┌─ RECORD SET

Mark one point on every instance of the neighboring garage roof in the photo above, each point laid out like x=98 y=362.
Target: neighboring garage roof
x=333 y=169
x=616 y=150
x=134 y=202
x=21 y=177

└─

Reproduce every item above word for word, line by line.

### RESPONSE TO THE TASK
Mark one point on every instance of the neighboring garage roof in the photo above, each point laid out like x=98 y=362.
Target: neighboring garage roof
x=333 y=169
x=616 y=150
x=134 y=202
x=21 y=177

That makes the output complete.